• [What is expected] Copy each of the rows below word for word, with nothing left out or changed.

• [Data lines]
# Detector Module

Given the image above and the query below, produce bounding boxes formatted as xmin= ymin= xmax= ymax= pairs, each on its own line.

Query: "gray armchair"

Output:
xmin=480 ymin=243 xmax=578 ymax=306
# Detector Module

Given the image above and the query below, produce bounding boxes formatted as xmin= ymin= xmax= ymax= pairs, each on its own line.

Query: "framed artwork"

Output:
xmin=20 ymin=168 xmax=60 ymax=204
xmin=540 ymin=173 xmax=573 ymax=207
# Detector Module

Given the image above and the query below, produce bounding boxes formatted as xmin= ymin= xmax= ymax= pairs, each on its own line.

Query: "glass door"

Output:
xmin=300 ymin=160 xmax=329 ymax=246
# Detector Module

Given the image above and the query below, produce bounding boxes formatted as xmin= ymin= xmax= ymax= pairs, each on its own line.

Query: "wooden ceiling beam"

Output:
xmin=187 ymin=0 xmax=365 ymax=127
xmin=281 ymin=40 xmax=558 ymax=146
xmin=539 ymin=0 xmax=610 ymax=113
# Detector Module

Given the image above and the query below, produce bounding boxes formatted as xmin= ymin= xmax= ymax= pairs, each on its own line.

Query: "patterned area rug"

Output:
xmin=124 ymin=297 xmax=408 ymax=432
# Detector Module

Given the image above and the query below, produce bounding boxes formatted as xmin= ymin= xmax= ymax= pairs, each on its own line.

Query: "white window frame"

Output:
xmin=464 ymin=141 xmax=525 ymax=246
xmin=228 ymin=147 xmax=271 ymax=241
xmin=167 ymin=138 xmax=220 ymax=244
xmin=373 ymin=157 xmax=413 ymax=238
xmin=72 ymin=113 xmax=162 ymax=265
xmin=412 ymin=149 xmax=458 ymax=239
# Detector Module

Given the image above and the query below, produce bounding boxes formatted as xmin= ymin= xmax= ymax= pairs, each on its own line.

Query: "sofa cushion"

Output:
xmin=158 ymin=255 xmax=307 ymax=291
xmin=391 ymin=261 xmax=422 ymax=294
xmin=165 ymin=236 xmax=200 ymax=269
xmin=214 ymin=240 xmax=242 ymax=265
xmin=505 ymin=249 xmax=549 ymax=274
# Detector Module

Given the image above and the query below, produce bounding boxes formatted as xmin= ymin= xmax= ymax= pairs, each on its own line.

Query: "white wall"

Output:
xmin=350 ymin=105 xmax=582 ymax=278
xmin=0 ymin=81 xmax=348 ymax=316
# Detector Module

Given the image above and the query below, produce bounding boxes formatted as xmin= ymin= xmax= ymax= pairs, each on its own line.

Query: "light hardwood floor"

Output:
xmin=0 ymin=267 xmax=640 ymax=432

• [In response]
# Detector Module

Given the image above and the query below, produce bounding boxes formatted as xmin= ymin= xmax= ymax= pairs, each on its own line.

Query: "gray armchair"

Output:
xmin=480 ymin=243 xmax=578 ymax=306
# Detector Module

Given the image above and the query below, produce bounding boxes formatted as xmin= ymin= xmax= ymax= pairs, each on its own line.

Query: "framed artwork"

Output:
xmin=20 ymin=168 xmax=60 ymax=204
xmin=540 ymin=173 xmax=573 ymax=207
# Detector Module

Given the image above and the query below, produce bounding boxes formatted as xmin= ymin= xmax= ymax= pairs, each on its own line.

Query: "glass door"

Output:
xmin=300 ymin=160 xmax=329 ymax=246
# Detector Module

Given the image above and the query below, produce bounding boxes formatted as xmin= ymin= xmax= ymax= pairs, each on its own line.

Query: "wooden ceiling beam"

Output:
xmin=187 ymin=0 xmax=365 ymax=127
xmin=281 ymin=40 xmax=558 ymax=146
xmin=539 ymin=0 xmax=610 ymax=113
# Detector Module

Given the image above and the query below, produce bounding boxes formatted as xmin= ymin= xmax= ymax= pairs, each on its own line.

Query: "patterned area rug"

Output:
xmin=124 ymin=297 xmax=408 ymax=432
# Detector Module

Given the image above and the query below, produce bounding boxes formatted as xmin= ymin= xmax= ymax= pairs, each on its own line.

Query: "white window frame"

Output:
xmin=464 ymin=141 xmax=525 ymax=246
xmin=228 ymin=147 xmax=271 ymax=241
xmin=167 ymin=138 xmax=220 ymax=244
xmin=373 ymin=157 xmax=413 ymax=238
xmin=72 ymin=113 xmax=162 ymax=265
xmin=412 ymin=149 xmax=458 ymax=239
# Detector Module

Given the image above and the query below, produce bounding boxes formatted as xmin= ymin= xmax= ymax= pairs, each on its own line.

Query: "sofa cushion"

Output:
xmin=158 ymin=255 xmax=307 ymax=291
xmin=391 ymin=261 xmax=422 ymax=294
xmin=165 ymin=236 xmax=200 ymax=269
xmin=214 ymin=240 xmax=242 ymax=265
xmin=505 ymin=249 xmax=549 ymax=274
# Detector Module

Given the image above and the query below, produce bounding boxes formatted as xmin= ymin= xmax= ymax= pairs, each on its own line.

Query: "white wall"

Output:
xmin=350 ymin=105 xmax=582 ymax=278
xmin=0 ymin=81 xmax=348 ymax=316
# Detector Module

Given the image above and the query below, produce bounding boxes formatted as xmin= ymin= xmax= ymax= pairs, each on its own line.

Query: "light hardwood floor"

Output:
xmin=0 ymin=267 xmax=640 ymax=432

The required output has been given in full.